* TASK PROMPT *
Rewrite every line from the start of the items below up to and including the line with "point(502, 479)", requests included, scaling each point coordinate in the answers by 2.45 and rounding to whole numbers, halves up. Leave the pictures out.

* TASK INPUTS *
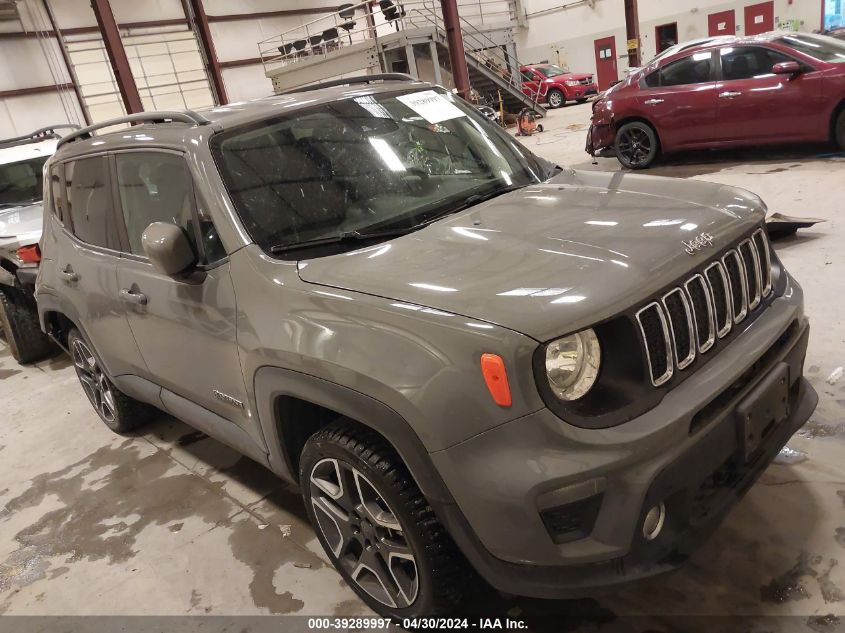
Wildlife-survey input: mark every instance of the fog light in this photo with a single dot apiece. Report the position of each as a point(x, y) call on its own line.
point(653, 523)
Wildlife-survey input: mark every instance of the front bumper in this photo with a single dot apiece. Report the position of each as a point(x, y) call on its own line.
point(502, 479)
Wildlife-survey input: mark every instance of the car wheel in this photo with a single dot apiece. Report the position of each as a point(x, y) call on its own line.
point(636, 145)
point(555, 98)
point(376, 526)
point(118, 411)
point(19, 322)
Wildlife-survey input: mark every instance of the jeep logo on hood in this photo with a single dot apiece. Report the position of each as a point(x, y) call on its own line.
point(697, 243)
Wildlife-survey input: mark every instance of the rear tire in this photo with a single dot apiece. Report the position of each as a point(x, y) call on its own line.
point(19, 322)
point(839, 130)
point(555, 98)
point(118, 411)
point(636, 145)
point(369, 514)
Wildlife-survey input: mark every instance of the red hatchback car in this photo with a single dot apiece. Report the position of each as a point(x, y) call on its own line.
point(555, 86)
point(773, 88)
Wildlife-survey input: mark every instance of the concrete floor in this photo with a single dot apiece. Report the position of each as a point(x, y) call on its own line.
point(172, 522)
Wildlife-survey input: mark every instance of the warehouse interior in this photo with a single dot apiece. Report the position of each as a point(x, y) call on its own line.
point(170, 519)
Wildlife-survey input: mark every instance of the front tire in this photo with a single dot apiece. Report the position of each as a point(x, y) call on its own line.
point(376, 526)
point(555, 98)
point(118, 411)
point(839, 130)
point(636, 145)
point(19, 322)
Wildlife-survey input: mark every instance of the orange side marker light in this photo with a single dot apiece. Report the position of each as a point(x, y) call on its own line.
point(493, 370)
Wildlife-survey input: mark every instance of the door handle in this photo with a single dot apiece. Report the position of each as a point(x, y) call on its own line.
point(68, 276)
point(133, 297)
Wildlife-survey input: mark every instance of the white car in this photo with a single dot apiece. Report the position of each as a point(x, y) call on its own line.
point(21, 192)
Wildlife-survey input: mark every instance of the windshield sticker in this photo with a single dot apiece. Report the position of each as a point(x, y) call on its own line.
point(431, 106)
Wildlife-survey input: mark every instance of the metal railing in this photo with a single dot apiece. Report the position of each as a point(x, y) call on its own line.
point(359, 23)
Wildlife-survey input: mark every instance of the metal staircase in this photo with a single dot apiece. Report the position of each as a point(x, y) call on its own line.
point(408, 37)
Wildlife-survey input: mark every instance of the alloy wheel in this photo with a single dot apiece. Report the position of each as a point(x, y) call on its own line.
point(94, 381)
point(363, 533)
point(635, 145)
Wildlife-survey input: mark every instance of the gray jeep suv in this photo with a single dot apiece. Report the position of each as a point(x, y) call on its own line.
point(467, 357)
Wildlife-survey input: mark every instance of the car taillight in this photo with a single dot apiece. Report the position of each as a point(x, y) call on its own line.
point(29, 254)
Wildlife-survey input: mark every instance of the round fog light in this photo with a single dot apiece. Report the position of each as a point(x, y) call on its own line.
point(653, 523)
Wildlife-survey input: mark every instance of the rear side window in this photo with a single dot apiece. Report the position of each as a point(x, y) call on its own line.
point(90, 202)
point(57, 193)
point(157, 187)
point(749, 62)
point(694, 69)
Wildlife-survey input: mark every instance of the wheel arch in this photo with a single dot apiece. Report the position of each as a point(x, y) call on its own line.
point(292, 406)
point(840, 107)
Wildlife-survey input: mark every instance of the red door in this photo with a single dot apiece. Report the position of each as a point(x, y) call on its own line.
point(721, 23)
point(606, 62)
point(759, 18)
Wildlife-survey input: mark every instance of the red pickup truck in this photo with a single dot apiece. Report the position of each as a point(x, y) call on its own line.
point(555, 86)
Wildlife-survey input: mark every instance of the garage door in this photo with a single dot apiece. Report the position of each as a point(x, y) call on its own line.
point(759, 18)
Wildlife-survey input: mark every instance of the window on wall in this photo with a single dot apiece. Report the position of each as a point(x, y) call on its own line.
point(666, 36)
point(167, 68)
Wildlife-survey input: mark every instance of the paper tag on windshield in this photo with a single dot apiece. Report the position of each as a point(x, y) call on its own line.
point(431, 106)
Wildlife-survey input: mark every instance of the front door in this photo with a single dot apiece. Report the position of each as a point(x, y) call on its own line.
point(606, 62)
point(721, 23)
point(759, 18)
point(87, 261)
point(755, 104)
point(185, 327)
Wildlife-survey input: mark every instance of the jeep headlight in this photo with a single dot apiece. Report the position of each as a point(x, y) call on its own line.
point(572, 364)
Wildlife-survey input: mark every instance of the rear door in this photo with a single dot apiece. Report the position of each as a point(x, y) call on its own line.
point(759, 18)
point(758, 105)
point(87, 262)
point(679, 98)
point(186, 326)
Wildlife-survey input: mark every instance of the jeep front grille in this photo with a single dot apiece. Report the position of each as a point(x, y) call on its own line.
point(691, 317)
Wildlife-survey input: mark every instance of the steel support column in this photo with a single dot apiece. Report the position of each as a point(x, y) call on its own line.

* SOLUTION FOR THIS EXERCISE *
Wildlife-survey input: mark every instance of the fog light in this photo with a single dot apiece. Report the position of each as a point(x, y) call on its own line.
point(1600, 1281)
Wildlife-survey input: mark every instance of the front bumper in this photo with a single dot apiece. Report the position of each as a point(x, y) call on its own line.
point(1230, 1174)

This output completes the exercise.